■ Written exercise A ■
From the records below, extract every line that contains the string "girl".

[START OF Passage shown]

And of course I use page up and down to scroll through file, although I prefer to use foot pedals for this.
Finally, as promised, my code for jumping within a line:
One of the best ways to get started writing Dragonfly macros is to set up web browsing by voice.
Thanks to the extensibility of modern browsers, this works surprisingly well.
Note that Dragon does have built-in support for web browsing, although I find it doesn't work very well.
The extension tends to cause pages to hang, and it requires that you speak the link you want to click on, which introduces ambiguities and doesn't work well for all clickable elements.
And of course, it's not very customizable.
I do recommend you try it first to see if it works for you, and to think about what you would like to improve in your custom version.
To begin with, you'll want to decide between Firefox and Chrome.
Both of these support the extensions you'll need, so it is really a matter of personal preference.
Firefox is probably the easiest to get started with, although I prefer Chrome.
First, you need to install an extension that labels clickable elements on the page, so you can speak a label to click on an element.
I recommend Mouseless Browsing for Firefox and Vimium for Chrome.
If you are using Firefox, try out this sample Dragonfly module.
If you are using Vimium, you will need to bind one command to label the clickable elements, and another to actually click a particular element.
Since you'll be using these a lot, make them as terse as possible.
I use "links" for the former and I simply speak the number for the latter.
To make it even faster, I only allow one-syllable numbers to be used in labels.
I also recommend binding the Vimium shortcuts that let you quickly open a bookmark.
Next, you'll want to enumerate tabs so you can quickly jump between them.
I think the Firefox extension already does this, and I created one for Chrome, Tab Namer.
My extension also extracts the hostname and appends it to the tab name, so you can easily use it to define contexts in Dragonfly (e.g.
to bind keyboard shortcuts for specific sites).
The last extension I rely on is Keyboard Shortcuts to Reorder Tabs.
The Linux version of Chrome binds these shortcuts by default, but not the Windows version.

[END OF Passage shown]
[START OF Task input]

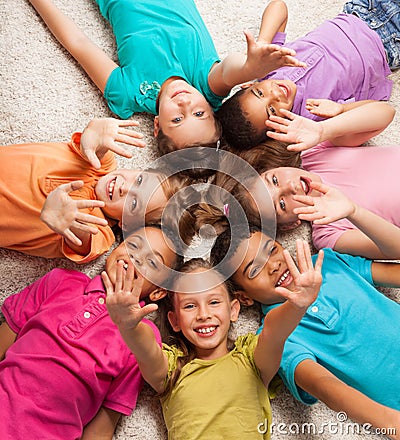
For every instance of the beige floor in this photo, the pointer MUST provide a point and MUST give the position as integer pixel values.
(46, 96)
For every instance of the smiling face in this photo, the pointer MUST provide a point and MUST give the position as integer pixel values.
(282, 184)
(137, 191)
(184, 115)
(150, 252)
(204, 316)
(262, 99)
(261, 268)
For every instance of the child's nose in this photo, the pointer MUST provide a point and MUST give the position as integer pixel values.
(203, 313)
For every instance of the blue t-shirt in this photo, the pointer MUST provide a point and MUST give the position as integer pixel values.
(156, 39)
(351, 329)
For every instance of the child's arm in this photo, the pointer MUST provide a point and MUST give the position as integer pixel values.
(325, 108)
(274, 19)
(323, 385)
(61, 214)
(7, 338)
(280, 322)
(376, 238)
(348, 129)
(97, 64)
(262, 57)
(102, 427)
(125, 311)
(101, 135)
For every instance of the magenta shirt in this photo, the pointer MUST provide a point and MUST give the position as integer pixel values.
(346, 62)
(367, 175)
(68, 360)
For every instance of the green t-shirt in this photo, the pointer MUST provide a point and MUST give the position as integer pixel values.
(156, 40)
(216, 399)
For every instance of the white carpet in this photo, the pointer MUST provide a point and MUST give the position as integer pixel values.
(46, 96)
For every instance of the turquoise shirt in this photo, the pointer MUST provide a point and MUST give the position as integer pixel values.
(156, 39)
(351, 329)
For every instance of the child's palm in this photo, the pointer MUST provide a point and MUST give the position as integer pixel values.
(307, 277)
(123, 298)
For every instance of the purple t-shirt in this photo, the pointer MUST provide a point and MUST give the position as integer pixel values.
(367, 175)
(68, 359)
(346, 62)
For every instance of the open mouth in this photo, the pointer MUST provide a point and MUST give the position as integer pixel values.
(206, 331)
(284, 279)
(178, 92)
(305, 184)
(111, 187)
(285, 90)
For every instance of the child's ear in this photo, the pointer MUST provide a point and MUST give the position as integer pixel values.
(244, 298)
(289, 226)
(157, 294)
(156, 126)
(173, 321)
(235, 309)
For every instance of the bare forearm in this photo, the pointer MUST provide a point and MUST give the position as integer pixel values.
(274, 19)
(384, 234)
(352, 128)
(279, 323)
(151, 360)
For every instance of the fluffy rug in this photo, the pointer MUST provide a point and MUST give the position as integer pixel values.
(45, 95)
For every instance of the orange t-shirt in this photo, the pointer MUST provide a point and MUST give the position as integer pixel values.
(28, 173)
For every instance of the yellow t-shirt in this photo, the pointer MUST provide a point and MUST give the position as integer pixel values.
(223, 398)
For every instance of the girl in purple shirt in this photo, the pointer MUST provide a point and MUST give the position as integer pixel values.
(346, 62)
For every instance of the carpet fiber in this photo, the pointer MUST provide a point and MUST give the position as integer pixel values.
(45, 96)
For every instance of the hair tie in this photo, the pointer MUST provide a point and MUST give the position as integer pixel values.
(226, 210)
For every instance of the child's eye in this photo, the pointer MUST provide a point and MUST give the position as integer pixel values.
(253, 271)
(189, 306)
(152, 263)
(272, 250)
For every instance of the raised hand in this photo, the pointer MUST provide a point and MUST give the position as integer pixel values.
(325, 108)
(307, 277)
(332, 205)
(299, 132)
(102, 135)
(263, 58)
(61, 213)
(123, 298)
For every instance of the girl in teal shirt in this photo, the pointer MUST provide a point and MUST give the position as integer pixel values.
(168, 65)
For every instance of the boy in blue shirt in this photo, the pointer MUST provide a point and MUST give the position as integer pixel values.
(345, 350)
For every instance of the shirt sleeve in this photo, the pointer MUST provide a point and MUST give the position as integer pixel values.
(20, 307)
(292, 356)
(125, 388)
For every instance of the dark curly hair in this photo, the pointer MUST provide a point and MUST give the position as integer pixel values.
(238, 131)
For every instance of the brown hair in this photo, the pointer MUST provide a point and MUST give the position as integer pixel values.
(172, 338)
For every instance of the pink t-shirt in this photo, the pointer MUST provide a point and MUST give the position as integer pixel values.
(368, 175)
(68, 360)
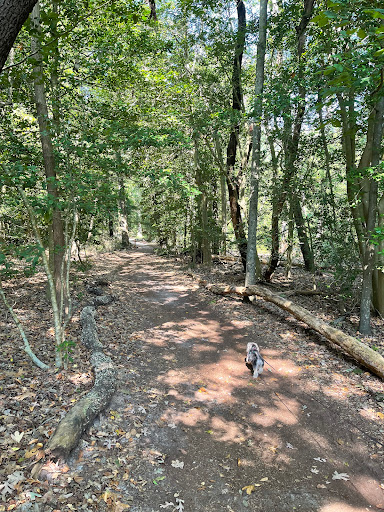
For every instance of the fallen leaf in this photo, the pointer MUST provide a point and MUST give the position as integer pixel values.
(177, 464)
(17, 436)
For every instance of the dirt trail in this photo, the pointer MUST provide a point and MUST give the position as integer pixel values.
(190, 426)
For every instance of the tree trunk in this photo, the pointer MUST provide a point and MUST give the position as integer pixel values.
(71, 427)
(13, 14)
(57, 225)
(125, 244)
(305, 247)
(152, 5)
(253, 269)
(292, 146)
(202, 200)
(327, 163)
(370, 247)
(352, 346)
(288, 267)
(237, 100)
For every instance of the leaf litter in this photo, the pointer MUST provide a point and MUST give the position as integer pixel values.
(116, 463)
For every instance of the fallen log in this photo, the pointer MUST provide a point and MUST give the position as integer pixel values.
(355, 348)
(79, 418)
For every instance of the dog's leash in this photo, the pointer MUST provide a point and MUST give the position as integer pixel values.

[END OF Task input]

■ Written exercise B ■
Copy out, word for word, the entire passage above on setting up web browsing by voice.

■ Exercise solution A ■
For every instance of the girl in purple shirt in this photo, the pointer MUST provide a point and MUST give the position as integer pixel values.
For every instance of the girl in teal shirt in this photo, the pointer MUST provide a point and MUST give the position as integer pixel values.

■ Exercise solution B ■
And of course I use page up and down to scroll through file, although I prefer to use foot pedals for this.
Finally, as promised, my code for jumping within a line:
One of the best ways to get started writing Dragonfly macros is to set up web browsing by voice.
Thanks to the extensibility of modern browsers, this works surprisingly well.
Note that Dragon does have built-in support for web browsing, although I find it doesn't work very well.
The extension tends to cause pages to hang, and it requires that you speak the link you want to click on, which introduces ambiguities and doesn't work well for all clickable elements.
And of course, it's not very customizable.
I do recommend you try it first to see if it works for you, and to think about what you would like to improve in your custom version.
To begin with, you'll want to decide between Firefox and Chrome.
Both of these support the extensions you'll need, so it is really a matter of personal preference.
Firefox is probably the easiest to get started with, although I prefer Chrome.
First, you need to install an extension that labels clickable elements on the page, so you can speak a label to click on an element.
I recommend Mouseless Browsing for Firefox and Vimium for Chrome.
If you are using Firefox, try out this sample Dragonfly module.
If you are using Vimium, you will need to bind one command to label the clickable elements, and another to actually click a particular element.
Since you'll be using these a lot, make them as terse as possible.
I use "links" for the former and I simply speak the number for the latter.
To make it even faster, I only allow one-syllable numbers to be used in labels.
I also recommend binding the Vimium shortcuts that let you quickly open a bookmark.
Next, you'll want to enumerate tabs so you can quickly jump between them.
I think the Firefox extension already does this, and I created one for Chrome, Tab Namer.
My extension also extracts the hostname and appends it to the tab name, so you can easily use it to define contexts in Dragonfly (e.g.
to bind keyboard shortcuts for specific sites).
The last extension I rely on is Keyboard Shortcuts to Reorder Tabs.
The Linux version of Chrome binds these shortcuts by default, but not the Windows version.